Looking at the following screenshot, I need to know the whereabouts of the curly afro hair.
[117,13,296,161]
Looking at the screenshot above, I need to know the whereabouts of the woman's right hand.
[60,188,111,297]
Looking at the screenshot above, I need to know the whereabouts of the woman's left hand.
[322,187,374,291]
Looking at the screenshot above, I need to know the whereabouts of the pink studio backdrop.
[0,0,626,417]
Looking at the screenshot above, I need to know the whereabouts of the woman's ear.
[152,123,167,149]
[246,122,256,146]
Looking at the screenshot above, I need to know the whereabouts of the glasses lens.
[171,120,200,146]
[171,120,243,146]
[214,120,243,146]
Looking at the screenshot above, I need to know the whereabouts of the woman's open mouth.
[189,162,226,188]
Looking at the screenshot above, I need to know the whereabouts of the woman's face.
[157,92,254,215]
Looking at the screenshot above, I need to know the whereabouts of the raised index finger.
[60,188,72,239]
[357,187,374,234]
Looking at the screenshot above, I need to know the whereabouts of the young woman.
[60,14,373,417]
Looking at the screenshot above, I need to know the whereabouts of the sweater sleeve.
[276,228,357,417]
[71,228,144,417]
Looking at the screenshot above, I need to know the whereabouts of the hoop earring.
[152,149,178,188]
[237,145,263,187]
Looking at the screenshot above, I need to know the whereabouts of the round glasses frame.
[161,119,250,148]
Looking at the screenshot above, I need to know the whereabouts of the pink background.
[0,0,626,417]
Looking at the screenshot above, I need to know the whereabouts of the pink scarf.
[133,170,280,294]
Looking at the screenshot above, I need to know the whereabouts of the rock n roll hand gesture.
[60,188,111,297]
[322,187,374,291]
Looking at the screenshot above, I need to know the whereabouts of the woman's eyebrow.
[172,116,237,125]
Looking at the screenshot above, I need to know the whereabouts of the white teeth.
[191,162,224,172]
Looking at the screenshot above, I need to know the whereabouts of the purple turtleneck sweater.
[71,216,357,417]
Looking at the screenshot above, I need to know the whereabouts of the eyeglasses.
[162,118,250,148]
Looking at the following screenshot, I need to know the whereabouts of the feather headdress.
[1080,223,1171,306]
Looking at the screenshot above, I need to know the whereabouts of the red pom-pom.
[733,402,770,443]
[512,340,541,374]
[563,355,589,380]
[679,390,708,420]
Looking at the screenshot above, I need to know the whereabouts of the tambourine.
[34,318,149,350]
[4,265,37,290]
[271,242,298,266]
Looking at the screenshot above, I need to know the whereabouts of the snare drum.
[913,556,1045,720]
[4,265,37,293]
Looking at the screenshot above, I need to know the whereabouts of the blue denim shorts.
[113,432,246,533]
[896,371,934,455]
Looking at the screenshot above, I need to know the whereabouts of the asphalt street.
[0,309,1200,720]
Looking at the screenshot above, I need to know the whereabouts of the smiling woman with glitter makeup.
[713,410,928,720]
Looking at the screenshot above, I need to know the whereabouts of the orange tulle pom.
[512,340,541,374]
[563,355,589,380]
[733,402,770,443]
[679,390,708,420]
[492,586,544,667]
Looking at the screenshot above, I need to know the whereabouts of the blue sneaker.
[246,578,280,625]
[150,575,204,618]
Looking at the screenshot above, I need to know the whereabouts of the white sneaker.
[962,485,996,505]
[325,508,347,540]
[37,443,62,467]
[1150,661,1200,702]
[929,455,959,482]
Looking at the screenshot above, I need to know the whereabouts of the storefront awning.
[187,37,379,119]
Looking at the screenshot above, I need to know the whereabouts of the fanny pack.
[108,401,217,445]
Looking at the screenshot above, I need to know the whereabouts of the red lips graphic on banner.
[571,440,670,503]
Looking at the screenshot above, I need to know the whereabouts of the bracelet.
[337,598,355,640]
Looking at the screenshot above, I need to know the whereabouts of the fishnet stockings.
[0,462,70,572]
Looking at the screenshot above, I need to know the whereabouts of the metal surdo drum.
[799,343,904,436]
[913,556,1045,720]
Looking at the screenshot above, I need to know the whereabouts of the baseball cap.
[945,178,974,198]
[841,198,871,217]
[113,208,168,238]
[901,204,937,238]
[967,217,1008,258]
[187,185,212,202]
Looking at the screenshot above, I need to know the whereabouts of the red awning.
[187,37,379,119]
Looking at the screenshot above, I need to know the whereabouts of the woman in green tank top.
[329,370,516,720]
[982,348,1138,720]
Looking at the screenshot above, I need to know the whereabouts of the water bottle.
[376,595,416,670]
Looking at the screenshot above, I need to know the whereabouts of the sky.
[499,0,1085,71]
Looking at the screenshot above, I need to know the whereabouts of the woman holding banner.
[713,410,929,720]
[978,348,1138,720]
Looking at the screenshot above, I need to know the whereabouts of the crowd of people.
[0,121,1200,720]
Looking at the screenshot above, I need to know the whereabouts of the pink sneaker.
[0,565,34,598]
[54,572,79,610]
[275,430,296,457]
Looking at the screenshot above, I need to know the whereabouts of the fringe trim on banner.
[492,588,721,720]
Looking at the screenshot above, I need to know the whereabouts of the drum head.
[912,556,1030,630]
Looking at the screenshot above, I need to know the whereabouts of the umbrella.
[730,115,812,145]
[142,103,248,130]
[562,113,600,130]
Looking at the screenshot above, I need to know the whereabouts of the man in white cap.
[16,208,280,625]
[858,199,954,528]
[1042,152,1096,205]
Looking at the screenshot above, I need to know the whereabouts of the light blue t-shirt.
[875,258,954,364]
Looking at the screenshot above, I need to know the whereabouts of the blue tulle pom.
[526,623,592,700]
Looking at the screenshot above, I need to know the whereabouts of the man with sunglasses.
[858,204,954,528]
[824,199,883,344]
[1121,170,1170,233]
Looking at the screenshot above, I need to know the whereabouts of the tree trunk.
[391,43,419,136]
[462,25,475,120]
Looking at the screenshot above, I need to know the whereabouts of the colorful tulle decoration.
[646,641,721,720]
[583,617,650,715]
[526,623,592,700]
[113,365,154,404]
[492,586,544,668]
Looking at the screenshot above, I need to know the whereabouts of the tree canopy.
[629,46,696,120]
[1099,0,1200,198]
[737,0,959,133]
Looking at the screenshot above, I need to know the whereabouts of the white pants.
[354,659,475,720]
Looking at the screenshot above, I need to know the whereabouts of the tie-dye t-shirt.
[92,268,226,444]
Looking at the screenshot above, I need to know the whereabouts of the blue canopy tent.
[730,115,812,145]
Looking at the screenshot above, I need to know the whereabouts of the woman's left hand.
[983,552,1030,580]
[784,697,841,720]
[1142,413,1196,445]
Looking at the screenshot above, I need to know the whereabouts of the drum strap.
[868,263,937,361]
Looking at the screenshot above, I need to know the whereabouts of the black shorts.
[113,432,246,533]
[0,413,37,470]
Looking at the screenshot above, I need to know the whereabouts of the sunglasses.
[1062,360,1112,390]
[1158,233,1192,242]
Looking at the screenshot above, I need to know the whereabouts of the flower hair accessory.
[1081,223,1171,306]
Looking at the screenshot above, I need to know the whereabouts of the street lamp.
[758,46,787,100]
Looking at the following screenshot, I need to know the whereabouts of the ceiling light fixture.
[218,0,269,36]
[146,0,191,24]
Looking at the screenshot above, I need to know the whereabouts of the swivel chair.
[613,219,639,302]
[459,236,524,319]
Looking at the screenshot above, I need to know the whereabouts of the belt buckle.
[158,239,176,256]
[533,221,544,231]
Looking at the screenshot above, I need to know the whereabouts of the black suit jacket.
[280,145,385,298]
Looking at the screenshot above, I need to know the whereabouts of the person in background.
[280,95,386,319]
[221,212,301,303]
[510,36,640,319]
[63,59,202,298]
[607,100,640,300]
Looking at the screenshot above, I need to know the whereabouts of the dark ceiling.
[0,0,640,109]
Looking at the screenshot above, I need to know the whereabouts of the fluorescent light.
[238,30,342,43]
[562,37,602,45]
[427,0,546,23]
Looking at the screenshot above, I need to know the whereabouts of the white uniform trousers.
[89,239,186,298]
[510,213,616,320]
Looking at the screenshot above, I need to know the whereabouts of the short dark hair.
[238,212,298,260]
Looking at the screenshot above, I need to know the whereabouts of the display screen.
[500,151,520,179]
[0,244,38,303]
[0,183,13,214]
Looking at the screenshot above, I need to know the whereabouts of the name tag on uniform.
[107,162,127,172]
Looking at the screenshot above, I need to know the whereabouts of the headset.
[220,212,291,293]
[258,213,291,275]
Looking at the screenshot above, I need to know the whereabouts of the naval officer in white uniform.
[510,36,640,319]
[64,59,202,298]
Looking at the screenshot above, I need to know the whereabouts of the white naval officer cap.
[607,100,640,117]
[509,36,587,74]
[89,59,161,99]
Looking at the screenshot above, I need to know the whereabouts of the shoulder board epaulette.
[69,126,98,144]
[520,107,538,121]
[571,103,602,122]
■ ■ ■ ■
- [Exercise] Reproduce verbatim the lines above, from the line containing "green tank top." up to and including the line containing "[499,0,1085,71]".

- [Result]
Looking at the screenshot above, I need to know the whereabouts of the woman in green tank top.
[329,370,516,720]
[982,348,1138,720]
Looking at the screenshot above, I need to know the whereabouts of the water bottle.
[376,595,416,670]
Looking at the screenshot above, I need to know the whereabouts of the sky.
[499,0,1085,71]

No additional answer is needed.